### [EXCERPT PROVIDED]
The Hays Guards: The Story of Company K of the Sixty Third Pennsylvania Volunteers (Part One)
Many stories have been written about the Civil War. One can buy numerous books about the subject. This is the story of one regiment, the Sixty-Third Pennsylvania Volunteers and focuses mainly on one company of that regiment, company K. This is part one of a six part series of articles.
Company K was organized between August and October of 1861. It was comprised of a group of fifty two men from Mercer County, led by a man named Lightner who retired as soon as the company was consolidated. Also in this company were about fifty four men from Pittsburgh that were rallied by a young Army captain, Charles Wesley Chapman. Among these men were a twenty year old steel mill laborer by the name of John Devender Wood and his close friend, twenty two year old George B. Chalmers, as well as a twenty year old laborer by the name of Samuel Lea McDowell and a twenty year old clerk by the name of Theodore Baggaley, who had already served three months of the war as part of Company K of the 12th Pennsylvania Infantry Regiment. Most of the men were native born, of German, Scotch and Irish ancestry and the average age of the company was a mere nineteen years old.
This unit made its way to Camp Shield in Virginia, where they were organized into company K of the 63rd Pennsylvania volunteers in fall of 1861 and mustered in. Charles W. Chapman was made the company’s captain, while William Hays Brown was elected first lieutenant and Theodore Baggaley was elected second lieutenant. George B. Chalmers soon was promoted to second sergeant and John D. Wood was promoted to corporal. The company was given the position of left center company, with the company’s colors to the right of the company.
The commander of the regiment was a forty-one year old colonel by the name of Alexander Hays. He had been a West Point graduate that fought in the Mexican American War. As the war dawned, he was an engineer for the city of Pittsburgh, but quickly signed up to fight. He was well loved by his men, for he was known for befriending them as well as training them to become efficient at drills. He was extremely strict but also very just. He was not afraid to take anyone down a peg or two if he had to as well. Extra attention was given to the precision of maneuvers.
Life in camp was fairly simple and regimented. Every morning the bugle would sound at six in the morning and the recruits had a few minutes to get up and get to roll call. They would then eat breakfast, which consisted usually of some sort of beef, hardtack and a tin cup full of dark black coffee. After breakfast each soldier was expected to clean their tents and guns and then be ready to go by 8, when guard mounting would be assigned to a few men from each company. Afterwards the companies were marched out to different areas and instructed in drills and maneuvers for three hours before dinner at noon. Dinner usually consisted of bean soup, more beef, more hard tack and more coffee. The men were given a rest afterwards until 1:30, when they had to prepare for the afternoon drills, in which the entire regiment would practice together until they could maneuver like veterans. Afterwards they had dress parade practice, in which each soldier was expected to have their uniform and long arm in perfect condition. After dress parade they would be free to do what they wanted until 8:15 when evening roll call was taken. At nine at night lights out was called and no one was allowed to make any noise.

### [MATERIAL PROVIDED]
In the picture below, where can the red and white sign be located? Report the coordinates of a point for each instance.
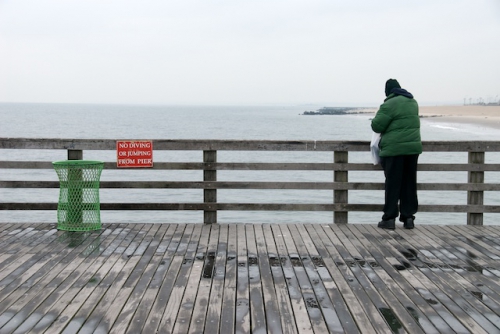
(134, 153)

### [WHAT YOU NEED TO DO]
1: Using the Hays Guards article, answer these:
(a) How many men from Mercer County were in the group that formed Company K?
(b) Who was elected first lieutenant of the company?
(c) At what time was evening roll call taken in camp?
2: Output the stretch of the Hays Guards article from "Company K was" through "nineteen years old.", copied word for word.
Answer from the Hays Guards article alone, leaving the material aside.

### [RESULTS OF THE EXERCISE]
1:
(a) Fifty-two
(b) William Hays Brown
(c) 8:15

2:
Company K was organized between August and October of 1861. It was comprised of a group of fifty two men from Mercer County, led by a man named Lightner who retired as soon as the company was consolidated. Also in this company were about fifty four men from Pittsburgh that were rallied by a young Army captain, Charles Wesley Chapman. Among these men were a twenty year old steel mill laborer by the name of John Devender Wood and his close friend, twenty two year old George B. Chalmers, as well as a twenty year old laborer by the name of Samuel Lea McDowell and a twenty year old clerk by the name of Theodore Baggaley, who had already served three months of the war as part of Company K of the 12th Pennsylvania Infantry Regiment. Most of the men were native born, of German, Scotch and Irish ancestry and the average age of the company was a mere nineteen years old.